## Passage:
_ _ _ _

To get good control of whitefly in Poinsettia crops, including the resistant Bemisia biotype, Biobest IPM and Pollination Specialist Koen Merkus explains the importance of keeping the population level below a ‘tipping point’ by late October and how to do it.
Whitefly is the most economically important pest of Poinsettia with two types widespread in European and North American crops – Trialeurodes vaporariorium glasshouse whitefly and Bemisia tabaci – commonly called silverleaf, sweet potato or tobacco whitefly.
Both whitefly species feed on plants, reducing vigour and excreting a sticky honeydew which attracts unsightly sooty moulds. In addition, Bemisia can vector potentially devastating plant viruses - significantly reducing marketable yields.
Two Bemisia biotypes
“Within the Bemisia population there are two biotypes – Bemisia MEAM1 (formerly known as B type) and Bemisia MED (formerly known as Q type),” explains Koen. “The latter is more resistant to chemical insecticides but, on the plus side, finds it more difficult to find a mate and reproduce.”

_ _ _ _

[Natural-language region descriptions]

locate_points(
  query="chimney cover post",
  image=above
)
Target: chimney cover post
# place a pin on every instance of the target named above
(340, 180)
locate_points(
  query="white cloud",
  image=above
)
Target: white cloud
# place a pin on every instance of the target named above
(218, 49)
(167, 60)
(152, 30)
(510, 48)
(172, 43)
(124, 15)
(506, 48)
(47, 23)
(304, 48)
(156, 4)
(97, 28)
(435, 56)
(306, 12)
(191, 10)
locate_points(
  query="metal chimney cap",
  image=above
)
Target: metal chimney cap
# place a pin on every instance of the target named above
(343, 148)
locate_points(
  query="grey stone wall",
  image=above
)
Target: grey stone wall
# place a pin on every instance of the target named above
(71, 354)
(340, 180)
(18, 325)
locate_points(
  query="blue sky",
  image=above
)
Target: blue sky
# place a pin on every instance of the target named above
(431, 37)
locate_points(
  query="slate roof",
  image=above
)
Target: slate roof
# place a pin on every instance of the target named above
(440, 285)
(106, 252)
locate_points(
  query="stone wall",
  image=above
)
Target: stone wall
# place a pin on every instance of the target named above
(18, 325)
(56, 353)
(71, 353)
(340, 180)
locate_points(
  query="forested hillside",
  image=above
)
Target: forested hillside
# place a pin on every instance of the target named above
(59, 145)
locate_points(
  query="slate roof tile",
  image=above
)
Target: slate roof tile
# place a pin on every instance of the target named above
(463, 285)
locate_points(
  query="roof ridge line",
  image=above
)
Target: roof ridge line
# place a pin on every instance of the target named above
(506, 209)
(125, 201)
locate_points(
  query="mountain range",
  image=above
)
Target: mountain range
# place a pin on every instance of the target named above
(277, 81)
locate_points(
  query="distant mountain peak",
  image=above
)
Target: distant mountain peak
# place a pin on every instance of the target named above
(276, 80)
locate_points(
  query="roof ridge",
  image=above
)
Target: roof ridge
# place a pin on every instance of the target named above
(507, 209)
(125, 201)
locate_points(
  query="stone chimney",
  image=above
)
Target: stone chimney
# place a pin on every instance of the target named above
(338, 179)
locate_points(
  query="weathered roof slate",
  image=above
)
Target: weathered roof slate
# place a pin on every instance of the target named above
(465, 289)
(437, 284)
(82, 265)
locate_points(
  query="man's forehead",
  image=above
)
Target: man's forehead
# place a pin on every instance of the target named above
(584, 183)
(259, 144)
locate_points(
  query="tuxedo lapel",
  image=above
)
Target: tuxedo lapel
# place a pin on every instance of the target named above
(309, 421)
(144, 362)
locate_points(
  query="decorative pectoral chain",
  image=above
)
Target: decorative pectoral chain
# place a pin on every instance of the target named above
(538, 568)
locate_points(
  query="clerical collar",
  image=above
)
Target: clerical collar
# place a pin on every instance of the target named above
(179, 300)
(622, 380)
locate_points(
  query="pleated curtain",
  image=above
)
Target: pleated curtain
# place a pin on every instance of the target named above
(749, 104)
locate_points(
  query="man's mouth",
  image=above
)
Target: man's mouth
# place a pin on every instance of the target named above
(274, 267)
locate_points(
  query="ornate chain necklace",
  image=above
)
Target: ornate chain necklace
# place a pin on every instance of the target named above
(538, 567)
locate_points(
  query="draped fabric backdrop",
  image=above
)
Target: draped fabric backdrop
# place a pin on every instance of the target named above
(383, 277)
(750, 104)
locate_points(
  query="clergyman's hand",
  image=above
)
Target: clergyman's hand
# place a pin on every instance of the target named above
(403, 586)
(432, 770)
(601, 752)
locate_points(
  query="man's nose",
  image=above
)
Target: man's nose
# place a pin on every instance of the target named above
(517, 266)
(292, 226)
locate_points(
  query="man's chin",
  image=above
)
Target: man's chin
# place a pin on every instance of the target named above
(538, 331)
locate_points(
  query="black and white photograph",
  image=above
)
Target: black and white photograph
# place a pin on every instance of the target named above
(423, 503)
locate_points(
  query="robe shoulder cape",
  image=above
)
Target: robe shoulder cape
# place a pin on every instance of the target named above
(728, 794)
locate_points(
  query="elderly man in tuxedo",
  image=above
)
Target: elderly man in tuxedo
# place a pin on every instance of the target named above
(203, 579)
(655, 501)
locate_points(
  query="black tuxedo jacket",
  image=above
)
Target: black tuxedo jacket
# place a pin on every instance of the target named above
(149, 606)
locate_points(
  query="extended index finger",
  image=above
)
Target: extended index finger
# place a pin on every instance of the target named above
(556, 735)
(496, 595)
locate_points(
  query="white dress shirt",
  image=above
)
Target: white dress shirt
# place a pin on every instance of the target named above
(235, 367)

_ _ _ _

## Task set:
1) Could you set down the Poinsettia whitefly passage word for word, beginning at the words "To get good" and stopping after "or tobacco whitefly."?
2) How would the article on whitefly control in Poinsettia crops go on from its final sentence? Supply the next part.

## Answers per task:
1)
To get good control of whitefly in Poinsettia crops, including the resistant Bemisia biotype, Biobest IPM and Pollination Specialist Koen Merkus explains the importance of keeping the population level below a ‘tipping point’ by late October and how to do it.
Whitefly is the most economically important pest of Poinsettia with two types widespread in European and North American crops – Trialeurodes vaporariorium glasshouse whitefly and Bemisia tabaci – commonly called silverleaf, sweet potato or tobacco whitefly.

2)
“So, in circumstances without high insecticide pressure, Bemisia Q biotype is out populated by Bemisia B biotype. However, frequent applications of chemical insecticides can exert a selective effect, favouring the resistant biotype. If at an early stage in the crop, this can lead to significant problems later on.”
If Bemisia is present in a Poinsettia crop Koen says it is safe to assume both biotypes will be found. “It is impossible to tell them apart visually – they can only be identified through molecular analysis,” he says.
He goes on to explain there is a tipping point. “By the end of October, growers should aim for an infestation level below 20% - i.e. fewer than one per five plants. A higher population level is likely to cause issues down the line and subsequent chemical sprays will favour the Q biotype. Therefore, a preventative approach is crucial.”
To keep glasshouse and tobacco whitefly populations in check, Koen stresses the importance of starting the Poinsettia crop clean and remaining extremely vigilant. This begins by inspecting cuttings carefully on arrival from the propagator.
“Having sticky traps in place before the cuttings arrive means monitoring starts immediately,” he says. “If whitefly is present, it will often be found quickly.”
“Careful scouting is vital – ideally pick up random cuttings and inspect the underside of the leaves.”
“If the pest is detected at this early stage, it’s prudent to spray. If the initial whitefly population is high early on, growers end up playing ‘catch up’ with their control strategies throughout the production cycle; by taking action early, it saves a whole lot of trouble later. As the plants are still small, better spray coverage can be achieved at this stage.”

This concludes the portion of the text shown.